→ WORK INSTRUCTIONS: Format every line of the material below as a JSON list of strings, one string per line, leaving out blank lines.

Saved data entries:
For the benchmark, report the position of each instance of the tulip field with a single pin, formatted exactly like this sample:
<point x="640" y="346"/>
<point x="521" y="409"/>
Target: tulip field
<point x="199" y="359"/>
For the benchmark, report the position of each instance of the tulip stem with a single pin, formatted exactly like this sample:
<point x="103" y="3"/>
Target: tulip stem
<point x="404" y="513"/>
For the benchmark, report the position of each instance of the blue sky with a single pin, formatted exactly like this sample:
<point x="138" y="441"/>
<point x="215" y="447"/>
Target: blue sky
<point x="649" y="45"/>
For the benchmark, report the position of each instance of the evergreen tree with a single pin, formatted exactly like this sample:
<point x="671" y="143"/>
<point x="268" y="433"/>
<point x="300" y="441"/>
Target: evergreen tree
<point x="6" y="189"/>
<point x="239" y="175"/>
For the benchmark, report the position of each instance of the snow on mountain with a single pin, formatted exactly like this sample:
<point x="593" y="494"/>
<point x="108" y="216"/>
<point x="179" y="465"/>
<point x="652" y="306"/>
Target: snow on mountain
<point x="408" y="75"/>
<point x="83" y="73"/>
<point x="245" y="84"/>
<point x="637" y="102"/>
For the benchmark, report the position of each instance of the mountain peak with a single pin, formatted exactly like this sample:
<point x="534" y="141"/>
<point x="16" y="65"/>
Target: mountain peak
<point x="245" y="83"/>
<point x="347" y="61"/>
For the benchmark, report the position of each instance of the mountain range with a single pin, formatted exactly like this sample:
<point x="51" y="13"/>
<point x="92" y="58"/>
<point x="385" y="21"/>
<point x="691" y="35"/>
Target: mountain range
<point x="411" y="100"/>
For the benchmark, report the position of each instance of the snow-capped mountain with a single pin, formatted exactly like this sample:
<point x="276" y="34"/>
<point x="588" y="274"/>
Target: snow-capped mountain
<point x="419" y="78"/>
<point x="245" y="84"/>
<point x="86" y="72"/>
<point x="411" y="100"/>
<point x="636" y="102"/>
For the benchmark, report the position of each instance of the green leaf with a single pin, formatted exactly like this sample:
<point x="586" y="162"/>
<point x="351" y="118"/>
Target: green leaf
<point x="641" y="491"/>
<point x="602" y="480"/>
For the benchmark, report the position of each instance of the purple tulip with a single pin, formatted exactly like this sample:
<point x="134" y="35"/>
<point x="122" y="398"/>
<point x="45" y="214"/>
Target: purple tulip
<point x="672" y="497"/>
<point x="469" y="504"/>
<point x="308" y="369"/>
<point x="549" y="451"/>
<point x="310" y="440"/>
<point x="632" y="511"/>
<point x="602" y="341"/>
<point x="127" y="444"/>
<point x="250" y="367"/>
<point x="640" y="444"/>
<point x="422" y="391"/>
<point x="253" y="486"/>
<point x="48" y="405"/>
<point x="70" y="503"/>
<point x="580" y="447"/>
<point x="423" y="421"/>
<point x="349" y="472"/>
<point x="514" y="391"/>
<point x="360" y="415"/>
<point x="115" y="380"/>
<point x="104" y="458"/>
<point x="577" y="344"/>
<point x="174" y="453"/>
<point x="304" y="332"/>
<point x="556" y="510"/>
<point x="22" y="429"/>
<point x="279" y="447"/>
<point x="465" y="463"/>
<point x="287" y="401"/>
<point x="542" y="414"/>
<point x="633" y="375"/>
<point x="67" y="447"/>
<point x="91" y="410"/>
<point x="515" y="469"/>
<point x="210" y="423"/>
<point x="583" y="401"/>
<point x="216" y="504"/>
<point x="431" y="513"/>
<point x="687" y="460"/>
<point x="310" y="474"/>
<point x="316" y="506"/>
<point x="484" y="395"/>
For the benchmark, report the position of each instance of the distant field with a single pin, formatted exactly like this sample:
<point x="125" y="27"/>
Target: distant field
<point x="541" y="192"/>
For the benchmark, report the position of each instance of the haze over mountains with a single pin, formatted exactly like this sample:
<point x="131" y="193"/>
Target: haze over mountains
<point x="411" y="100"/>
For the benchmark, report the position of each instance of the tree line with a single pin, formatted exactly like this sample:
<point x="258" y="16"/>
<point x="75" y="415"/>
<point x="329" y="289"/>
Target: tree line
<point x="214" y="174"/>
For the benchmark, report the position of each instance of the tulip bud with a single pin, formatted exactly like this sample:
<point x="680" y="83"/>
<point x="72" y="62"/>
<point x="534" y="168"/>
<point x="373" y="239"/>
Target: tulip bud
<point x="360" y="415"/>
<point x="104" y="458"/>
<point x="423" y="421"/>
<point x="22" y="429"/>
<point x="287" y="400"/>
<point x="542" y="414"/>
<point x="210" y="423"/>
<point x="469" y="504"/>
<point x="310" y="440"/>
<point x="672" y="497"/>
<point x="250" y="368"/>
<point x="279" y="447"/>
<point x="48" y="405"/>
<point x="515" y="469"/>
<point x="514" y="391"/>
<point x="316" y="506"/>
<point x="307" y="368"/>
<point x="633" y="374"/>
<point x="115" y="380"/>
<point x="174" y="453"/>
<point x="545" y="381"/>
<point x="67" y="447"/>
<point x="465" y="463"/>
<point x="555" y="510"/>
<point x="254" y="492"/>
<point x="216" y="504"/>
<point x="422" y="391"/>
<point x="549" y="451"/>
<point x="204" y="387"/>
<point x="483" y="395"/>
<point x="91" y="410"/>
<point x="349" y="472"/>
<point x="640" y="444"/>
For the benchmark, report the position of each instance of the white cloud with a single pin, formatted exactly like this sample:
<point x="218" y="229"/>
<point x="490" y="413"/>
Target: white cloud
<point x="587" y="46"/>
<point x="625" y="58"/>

→ PROBLEM SOLUTION:
[
  "For the benchmark, report the position of each instance of the tulip field with a single pin, formatted exactly like this sample:",
  "<point x=\"640\" y=\"346\"/>",
  "<point x=\"521\" y=\"409\"/>",
  "Target: tulip field",
  "<point x=\"199\" y=\"359\"/>",
  "For the benchmark, report the position of each instance of the tulip stem with a single pin, formatted exactly like this sample:",
  "<point x=\"103\" y=\"3\"/>",
  "Target: tulip stem",
  "<point x=\"404\" y=\"513\"/>",
  "For the benchmark, report the position of each instance of the blue sky with a single pin, formatted exactly like this sample:",
  "<point x=\"138\" y=\"441\"/>",
  "<point x=\"215\" y=\"447\"/>",
  "Target: blue sky",
  "<point x=\"649\" y=\"45\"/>",
  "For the benchmark, report the position of each instance of the evergreen tree with a single pin, formatted exactly like this sample:",
  "<point x=\"671\" y=\"143\"/>",
  "<point x=\"268\" y=\"433\"/>",
  "<point x=\"300\" y=\"441\"/>",
  "Target: evergreen tree",
  "<point x=\"6\" y=\"189\"/>",
  "<point x=\"239\" y=\"175\"/>",
  "For the benchmark, report the position of each instance of the snow on mountain with a single pin, formatted exactly like this sample:",
  "<point x=\"593\" y=\"494\"/>",
  "<point x=\"108\" y=\"216\"/>",
  "<point x=\"179\" y=\"465\"/>",
  "<point x=\"652\" y=\"306\"/>",
  "Target: snow on mountain",
  "<point x=\"408\" y=\"75\"/>",
  "<point x=\"83\" y=\"73\"/>",
  "<point x=\"245\" y=\"84\"/>",
  "<point x=\"637\" y=\"102\"/>",
  "For the benchmark, report the position of each instance of the mountain peak with a single pin, formatted exactly like this sample:",
  "<point x=\"534\" y=\"141\"/>",
  "<point x=\"16\" y=\"65\"/>",
  "Target: mountain peak",
  "<point x=\"245\" y=\"83\"/>",
  "<point x=\"347\" y=\"61\"/>",
  "For the benchmark, report the position of each instance of the mountain range with a single pin, formatted exactly like this sample:",
  "<point x=\"51\" y=\"13\"/>",
  "<point x=\"92\" y=\"58\"/>",
  "<point x=\"385\" y=\"21\"/>",
  "<point x=\"691\" y=\"35\"/>",
  "Target: mountain range",
  "<point x=\"411\" y=\"100\"/>",
  "For the benchmark, report the position of each instance of the snow-capped mountain with a single pin, formatted exactly like this sample:",
  "<point x=\"276\" y=\"34\"/>",
  "<point x=\"588\" y=\"274\"/>",
  "Target: snow-capped mountain",
  "<point x=\"419\" y=\"78\"/>",
  "<point x=\"245\" y=\"84\"/>",
  "<point x=\"86\" y=\"72\"/>",
  "<point x=\"411\" y=\"100\"/>",
  "<point x=\"636\" y=\"102\"/>",
  "For the benchmark, report the position of each instance of the green leaf with a single pin, formatted exactly like this sample:",
  "<point x=\"586\" y=\"162\"/>",
  "<point x=\"351\" y=\"118\"/>",
  "Target: green leaf",
  "<point x=\"641\" y=\"491\"/>",
  "<point x=\"602\" y=\"480\"/>",
  "For the benchmark, report the position of each instance of the purple tulip with a single pin, formatted exactly like this sample:",
  "<point x=\"134\" y=\"35\"/>",
  "<point x=\"122\" y=\"398\"/>",
  "<point x=\"45\" y=\"214\"/>",
  "Target: purple tulip",
  "<point x=\"672\" y=\"497\"/>",
  "<point x=\"469\" y=\"504\"/>",
  "<point x=\"308\" y=\"369\"/>",
  "<point x=\"549\" y=\"451\"/>",
  "<point x=\"310\" y=\"440\"/>",
  "<point x=\"632\" y=\"511\"/>",
  "<point x=\"602\" y=\"341\"/>",
  "<point x=\"127\" y=\"444\"/>",
  "<point x=\"250\" y=\"367\"/>",
  "<point x=\"640\" y=\"444\"/>",
  "<point x=\"422\" y=\"391\"/>",
  "<point x=\"253\" y=\"486\"/>",
  "<point x=\"48\" y=\"405\"/>",
  "<point x=\"70\" y=\"503\"/>",
  "<point x=\"580\" y=\"447\"/>",
  "<point x=\"423\" y=\"421\"/>",
  "<point x=\"349\" y=\"472\"/>",
  "<point x=\"514\" y=\"391\"/>",
  "<point x=\"360\" y=\"415\"/>",
  "<point x=\"115\" y=\"380\"/>",
  "<point x=\"104\" y=\"458\"/>",
  "<point x=\"577\" y=\"344\"/>",
  "<point x=\"174\" y=\"453\"/>",
  "<point x=\"304\" y=\"332\"/>",
  "<point x=\"556\" y=\"510\"/>",
  "<point x=\"22\" y=\"429\"/>",
  "<point x=\"279\" y=\"447\"/>",
  "<point x=\"465\" y=\"463\"/>",
  "<point x=\"287\" y=\"401\"/>",
  "<point x=\"542\" y=\"414\"/>",
  "<point x=\"633\" y=\"375\"/>",
  "<point x=\"67\" y=\"447\"/>",
  "<point x=\"91\" y=\"410\"/>",
  "<point x=\"515\" y=\"469\"/>",
  "<point x=\"210\" y=\"423\"/>",
  "<point x=\"583\" y=\"401\"/>",
  "<point x=\"216\" y=\"504\"/>",
  "<point x=\"431\" y=\"513\"/>",
  "<point x=\"687\" y=\"460\"/>",
  "<point x=\"310\" y=\"474\"/>",
  "<point x=\"316\" y=\"506\"/>",
  "<point x=\"484\" y=\"395\"/>",
  "For the benchmark, report the position of each instance of the distant field with a single pin, formatted exactly like this sample:",
  "<point x=\"125\" y=\"27\"/>",
  "Target: distant field",
  "<point x=\"541\" y=\"192\"/>",
  "For the benchmark, report the position of each instance of the haze over mountains with a single pin, formatted exactly like this sample:",
  "<point x=\"131\" y=\"193\"/>",
  "Target: haze over mountains",
  "<point x=\"411\" y=\"100\"/>",
  "For the benchmark, report the position of each instance of the tree line with a single pin, formatted exactly like this sample:",
  "<point x=\"258\" y=\"16\"/>",
  "<point x=\"75\" y=\"415\"/>",
  "<point x=\"329\" y=\"289\"/>",
  "Target: tree line",
  "<point x=\"214\" y=\"174\"/>",
  "For the benchmark, report the position of each instance of the tulip bud with a single pin, formatted exactly like this sample:",
  "<point x=\"680\" y=\"83\"/>",
  "<point x=\"72\" y=\"62\"/>",
  "<point x=\"534\" y=\"168\"/>",
  "<point x=\"373\" y=\"239\"/>",
  "Target: tulip bud",
  "<point x=\"360\" y=\"415\"/>",
  "<point x=\"104\" y=\"458\"/>",
  "<point x=\"423\" y=\"421\"/>",
  "<point x=\"22\" y=\"429\"/>",
  "<point x=\"287\" y=\"400\"/>",
  "<point x=\"542\" y=\"414\"/>",
  "<point x=\"210\" y=\"423\"/>",
  "<point x=\"469\" y=\"504\"/>",
  "<point x=\"310\" y=\"440\"/>",
  "<point x=\"672\" y=\"497\"/>",
  "<point x=\"250\" y=\"368\"/>",
  "<point x=\"279\" y=\"447\"/>",
  "<point x=\"48\" y=\"405\"/>",
  "<point x=\"515\" y=\"469\"/>",
  "<point x=\"514\" y=\"391\"/>",
  "<point x=\"316\" y=\"506\"/>",
  "<point x=\"307\" y=\"368\"/>",
  "<point x=\"633\" y=\"374\"/>",
  "<point x=\"115\" y=\"380\"/>",
  "<point x=\"174\" y=\"453\"/>",
  "<point x=\"545\" y=\"381\"/>",
  "<point x=\"67\" y=\"447\"/>",
  "<point x=\"465\" y=\"463\"/>",
  "<point x=\"555\" y=\"510\"/>",
  "<point x=\"254\" y=\"492\"/>",
  "<point x=\"216\" y=\"504\"/>",
  "<point x=\"422\" y=\"391\"/>",
  "<point x=\"549\" y=\"451\"/>",
  "<point x=\"204\" y=\"387\"/>",
  "<point x=\"483\" y=\"395\"/>",
  "<point x=\"91\" y=\"410\"/>",
  "<point x=\"349\" y=\"472\"/>",
  "<point x=\"640\" y=\"444\"/>",
  "For the benchmark, report the position of each instance of the white cloud with a single pin, formatted exactly like this sample:",
  "<point x=\"218\" y=\"229\"/>",
  "<point x=\"490\" y=\"413\"/>",
  "Target: white cloud",
  "<point x=\"587\" y=\"46\"/>",
  "<point x=\"625\" y=\"58\"/>"
]